**What you need to do**
Rewrite the lines starting at the beginning of the lines below and ending at the line that contains "471L763 471L756 477L756", replacing "polygon" with "shape" and leaving everything else as it is. Leave out the pictures.
■ ■ ■
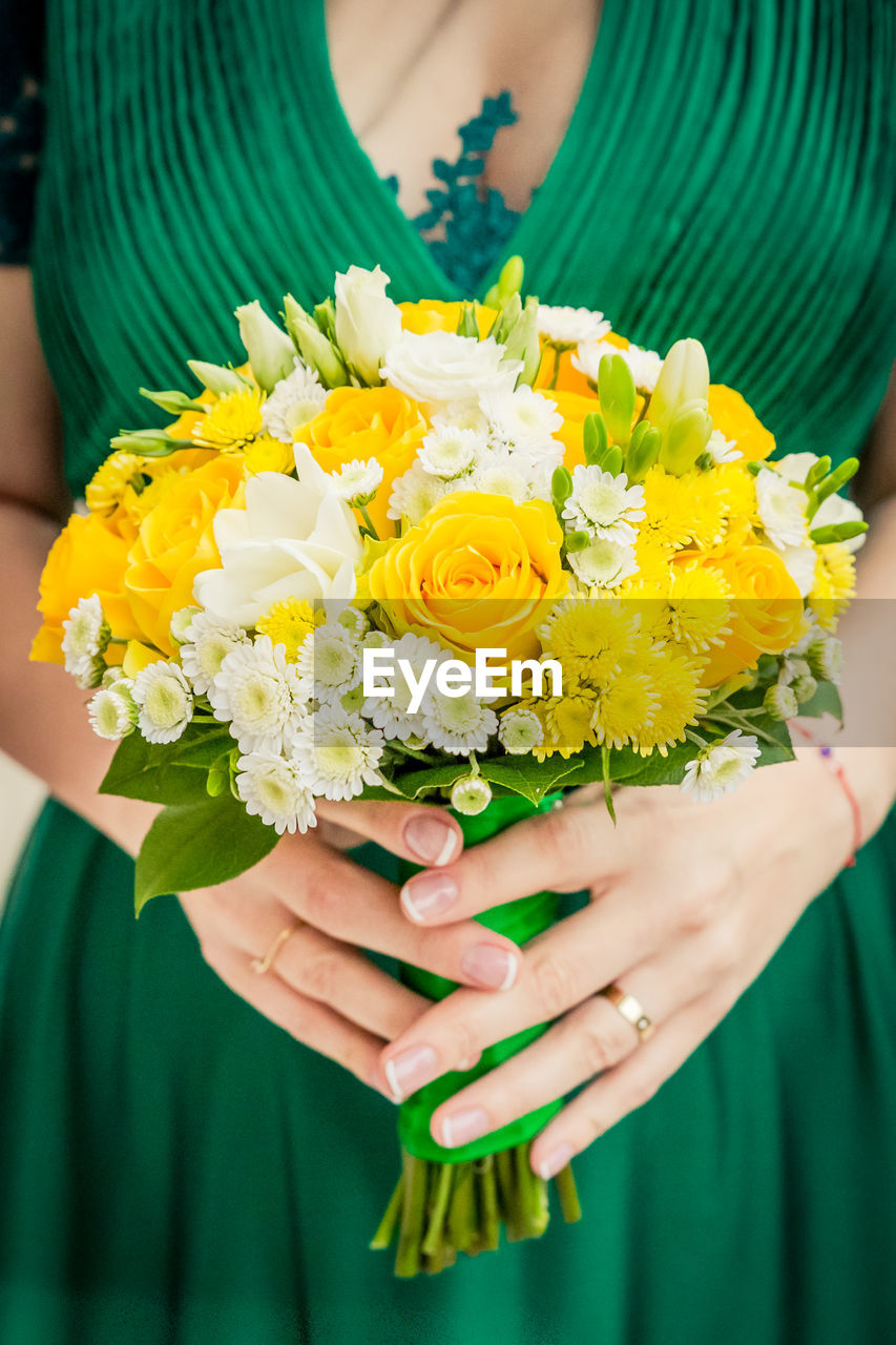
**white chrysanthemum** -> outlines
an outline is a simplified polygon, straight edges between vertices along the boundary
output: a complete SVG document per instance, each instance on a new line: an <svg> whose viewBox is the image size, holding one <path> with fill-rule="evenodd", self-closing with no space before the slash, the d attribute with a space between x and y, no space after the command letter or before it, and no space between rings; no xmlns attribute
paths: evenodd
<svg viewBox="0 0 896 1345"><path fill-rule="evenodd" d="M357 457L351 463L343 463L339 471L331 475L334 494L357 508L359 504L369 504L377 494L382 482L382 467L375 457L369 457L366 463Z"/></svg>
<svg viewBox="0 0 896 1345"><path fill-rule="evenodd" d="M382 733L359 714L328 705L308 716L292 751L312 794L354 799L365 784L382 784L377 767L383 746Z"/></svg>
<svg viewBox="0 0 896 1345"><path fill-rule="evenodd" d="M775 471L763 471L756 477L756 510L772 546L802 546L809 535L806 522L806 492L799 486L782 480Z"/></svg>
<svg viewBox="0 0 896 1345"><path fill-rule="evenodd" d="M476 402L482 393L513 390L522 360L503 356L494 336L405 331L386 351L379 375L424 405Z"/></svg>
<svg viewBox="0 0 896 1345"><path fill-rule="evenodd" d="M296 668L319 701L338 701L361 682L361 644L342 621L327 621L305 636Z"/></svg>
<svg viewBox="0 0 896 1345"><path fill-rule="evenodd" d="M685 767L681 788L696 799L710 803L736 790L759 760L759 740L752 733L735 729L721 742L704 748Z"/></svg>
<svg viewBox="0 0 896 1345"><path fill-rule="evenodd" d="M491 803L491 785L479 775L465 775L463 780L455 780L451 788L451 806L455 812L475 818L478 812L484 812Z"/></svg>
<svg viewBox="0 0 896 1345"><path fill-rule="evenodd" d="M416 461L393 482L387 515L418 523L424 514L428 514L452 488L456 488L456 483L449 486L448 482L428 472L422 463Z"/></svg>
<svg viewBox="0 0 896 1345"><path fill-rule="evenodd" d="M101 738L118 742L126 737L137 722L137 706L125 679L116 683L116 687L102 687L90 698L87 718L90 728Z"/></svg>
<svg viewBox="0 0 896 1345"><path fill-rule="evenodd" d="M522 383L515 391L486 391L479 405L498 437L530 453L552 453L558 447L553 434L564 418L557 402ZM546 443L545 443L546 441Z"/></svg>
<svg viewBox="0 0 896 1345"><path fill-rule="evenodd" d="M475 429L439 425L425 436L417 461L425 472L445 482L463 476L487 452L488 440Z"/></svg>
<svg viewBox="0 0 896 1345"><path fill-rule="evenodd" d="M180 646L180 664L192 682L194 690L204 695L221 671L221 664L233 650L250 644L241 625L219 621L207 612L196 612L184 631Z"/></svg>
<svg viewBox="0 0 896 1345"><path fill-rule="evenodd" d="M580 340L600 340L611 330L604 315L592 312L591 308L538 304L535 320L539 335L557 346L577 346Z"/></svg>
<svg viewBox="0 0 896 1345"><path fill-rule="evenodd" d="M274 752L248 752L237 761L237 794L246 804L246 812L261 818L277 835L300 831L318 823L315 800L303 783L295 761L287 761Z"/></svg>
<svg viewBox="0 0 896 1345"><path fill-rule="evenodd" d="M627 476L613 476L600 467L573 469L573 488L564 506L564 518L574 527L616 542L634 542L638 537L634 525L644 516L643 486L630 486Z"/></svg>
<svg viewBox="0 0 896 1345"><path fill-rule="evenodd" d="M720 429L714 429L706 441L706 452L713 463L736 463L744 455L735 444L733 438L725 438Z"/></svg>
<svg viewBox="0 0 896 1345"><path fill-rule="evenodd" d="M622 355L628 364L632 382L638 391L652 393L657 386L657 379L659 378L659 371L663 367L662 358L655 350L644 350L643 346L627 346L626 350L620 350L619 346L613 346L612 342L608 340L583 342L573 355L573 366L584 374L585 378L591 378L592 382L597 382L600 362L604 355Z"/></svg>
<svg viewBox="0 0 896 1345"><path fill-rule="evenodd" d="M192 691L178 663L148 663L133 679L132 695L148 742L175 742L192 718Z"/></svg>
<svg viewBox="0 0 896 1345"><path fill-rule="evenodd" d="M71 672L78 686L98 686L104 668L102 651L109 644L109 624L96 593L78 600L62 629L66 672Z"/></svg>
<svg viewBox="0 0 896 1345"><path fill-rule="evenodd" d="M292 444L296 430L324 409L327 393L312 369L296 356L292 374L281 378L261 408L261 426L266 434Z"/></svg>
<svg viewBox="0 0 896 1345"><path fill-rule="evenodd" d="M379 631L371 631L371 635L381 633ZM390 697L369 695L361 707L361 713L371 720L378 729L382 729L390 741L408 742L409 738L425 738L426 730L422 714L420 710L416 710L413 714L410 713L413 687L408 682L401 664L409 664L410 675L418 683L422 677L424 664L433 659L436 663L443 662L447 656L445 651L440 644L425 639L422 635L402 635L400 640L394 642L382 636L382 643L365 640L365 644L369 648L389 647L393 651L394 671L390 671L389 675L393 694Z"/></svg>
<svg viewBox="0 0 896 1345"><path fill-rule="evenodd" d="M443 695L431 689L422 705L422 722L432 745L456 756L484 752L498 729L498 716L472 687L463 695Z"/></svg>
<svg viewBox="0 0 896 1345"><path fill-rule="evenodd" d="M307 717L299 671L268 635L226 655L209 699L245 753L283 752Z"/></svg>
<svg viewBox="0 0 896 1345"><path fill-rule="evenodd" d="M573 573L589 588L615 588L638 573L635 547L599 537L581 551L566 554Z"/></svg>
<svg viewBox="0 0 896 1345"><path fill-rule="evenodd" d="M531 710L505 710L498 725L498 741L511 756L533 752L544 740L541 720Z"/></svg>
■ ■ ■
**Output below**
**white chrysanthemum** -> outlines
an outline is a simplified shape, straight edges between vertices along the boundary
output: a complete SVG document per instance, each instance on a new line: an <svg> whose viewBox is the image size, holding one <path> with fill-rule="evenodd", self-closing with no space before the slash, the d attribute with a space between x and y, no space after the command letter or before it, and no space between rings; no xmlns attribute
paths: evenodd
<svg viewBox="0 0 896 1345"><path fill-rule="evenodd" d="M357 457L351 463L343 463L339 471L331 475L334 494L357 508L359 504L369 504L377 494L382 482L382 467L375 457L369 457L366 463Z"/></svg>
<svg viewBox="0 0 896 1345"><path fill-rule="evenodd" d="M382 733L359 714L328 705L308 716L292 751L312 794L354 799L365 784L382 784L377 767L383 746Z"/></svg>
<svg viewBox="0 0 896 1345"><path fill-rule="evenodd" d="M775 471L763 471L756 477L756 510L772 546L802 546L809 535L806 522L806 492L799 486L782 480Z"/></svg>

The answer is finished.